#### Text shown

Dozens of Thai soldiers were hurt in Saturday's clashes in Bangkok
By Vaudine England
BBC News, Bangkok
When a prime minister needs to hold a special TV broadcast to assure watchers that his government is united and in control, it is often the opposite message that is conveyed.
Far from celebrating Songkran, the Thai New Year, Thailand's top generals and politicians are locked in dissension - trying to explain the failure and high cost of Saturday's crackdown on the red-shirted opposition, and trying to work out what should happen next.
The relatively dove-like commander-in-chief of the armed forces, Gen Anupong Paojinda, seemed in no doubt.
"The best solution of this is to dissolve the House. I don't want to intervene in politics but I guess the end will be a House dissolution.
"Political problems must be solved by political means. House dissolution is a solution but that must be done after a clear time-frame is set."
Prime Minister Abhisit Vejjajiva, by contrast, insisted his government, the army, the police and his coalition partners were united and doing "good co-operative work".
He said his government was investigating the causes of the killings on Saturday night - the latest toll is 21 dead and almost 900 people injured.
He also put forward the idea that among the peaceful demonstrations was a hard core of "terrorists" who had to be distinguished from the "innocents".
That idea - of a mysterious "third hand" - usually accuses a wayward major general of provoking violence through unexplained grenade tossings or shootings.
Reports suggest the military did not expect the red-shirts to be armed
Certainly various military figures - and soldiers interviewed as they recovered in hospital - say they were unprepared for an armed force among the protesters.
The military analyst, Wassana Nanuam, writing in the Bangkok Post, quoted unnamed colonels as saying the crackdown had been badly planned, badly timed and put tired soldiers at the mercy of protesters.
Deputy Prime Minister Suthep Thaugsuban said he had issued orders for soldiers to be equipped only with shields, batons and tear gas.
"They were unarmed, so some of them were killed," he said.
This conflicts with reports from a BBC correspondent on the scene who saw soldiers carrying and shooting high velocity guns.
Behind the propaganda war lies the larger issue of the military's distress about where it now finds itself.
"There are some divisions in the armed forces," said Prof Surachart Bumrungsuk, a military and politics expert at Bangkok's Chulalongkorn University.
"Some units don't want to be involved in such a crackdown, others wanted it to be more assertive.

########
#### Supplied data

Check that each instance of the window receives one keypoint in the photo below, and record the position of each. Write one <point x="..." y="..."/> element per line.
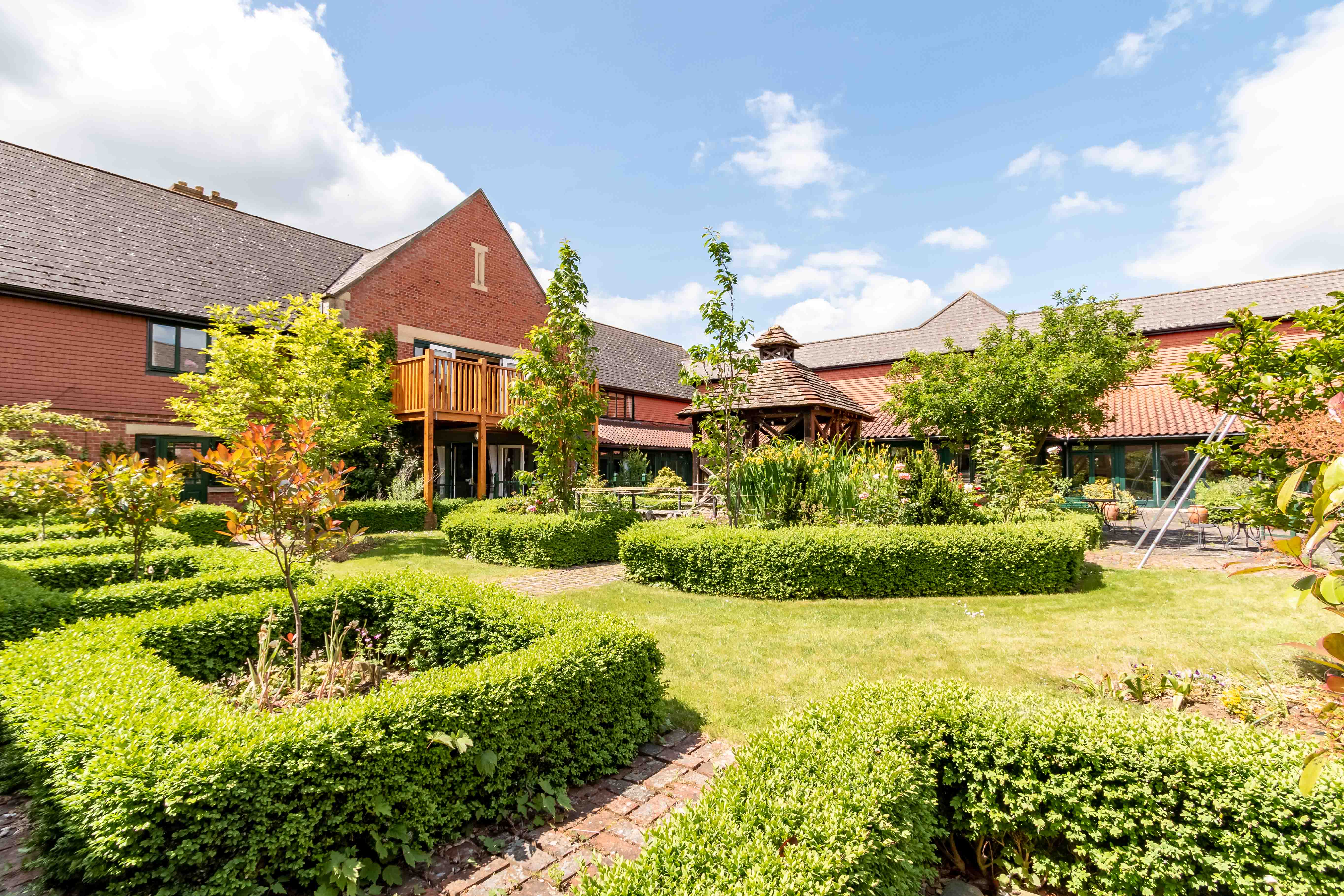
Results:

########

- _Parts of the exercise_:
(a) List every person named in the article on the Bangkok clashes, including its byline.
(b) Write the next part of the article on the Bangkok crackdown, starting after its last sentence.

- _Numbered responses_:
(a)
Vaudine England
Gen Anupong Paojinda
Abhisit Vejjajiva
Wassana Nanuam
Suthep Thaugsuban
Prof Surachart Bumrungsuk

(b)
Gen Anupong has said he favours a political solution to the crisis
"It is no secret that General Prayuth Chan-ocha would have liked a harder crackdown," he said.
Gen Prayuth is the deputy armed forces commander and supposedly in line to take the top army job after Gen Anupong's retirement in September.
That transition could be derailed if a military-friendly government is no longer in place to oversee it.
"Gen Anupong has kept a relatively low profile since the 2006 coup and steered clear of the crackdown by his subordinates against the pro-reds governments in 2008," notes Prof Thitinan Pongsudhirak, a visiting scholar at Stanford University's Centre on Democracy, Development and the Rule of Law.
"In April 2009 during the reds' uprising, he was nominally in charge but Gen Prayuth appeared effectively in command of dispersing the red protesters.
"Gen Anupong's conciliatory words this time are thus unsurprising. He understandably wants a soft landing after his mandatory retirement on 30 September," he said.
By contrast, Gen Prayuth and the "tiger soldiers", otherwise known as the "eastern tigers" - the 2nd, 12th and the 21st infantry divisions - are seen as more hardline.
"Dissension in the army stems from resentment against these privileged soldiers whose career mobility is more promising. It would be unsurprising if other army units would oppose Gen Prayuth's hard-line approach," believes Prof Thitinan.
There is also a new concern within the military, not of division at the top but of a divorce between the top brass and the ordinary soldiers.
"The fear on Friday was that they might lose control of the rank and file. That was new, and very, very frightening [and contributed to] the stupid, chaotic blood-letting on Saturday," says political analyst Chris Baker.
Where this leaves Mr Abhisit remains the question as Thailand heads into Songkran, normally a week of water-throwing street parties.
Many analysts believe he is running out of options.
"If he persists in his smug defiance, more violence and mayhem can be expected," said Prof Thitinan.
"His best bet is to set up an expeditious election timetable and bow out, perhaps followed by a sojourn abroad for rehabilitation."
Certainly the deep divisions in Thai society - the military included - are not going away.
"Saturday night made it clear that there are elements within the military providing the opposition with tactical information and that on the other side of the divide there are elements with good military training and equipment," says Anthony Davis, an analyst with Janes Defence Weekly.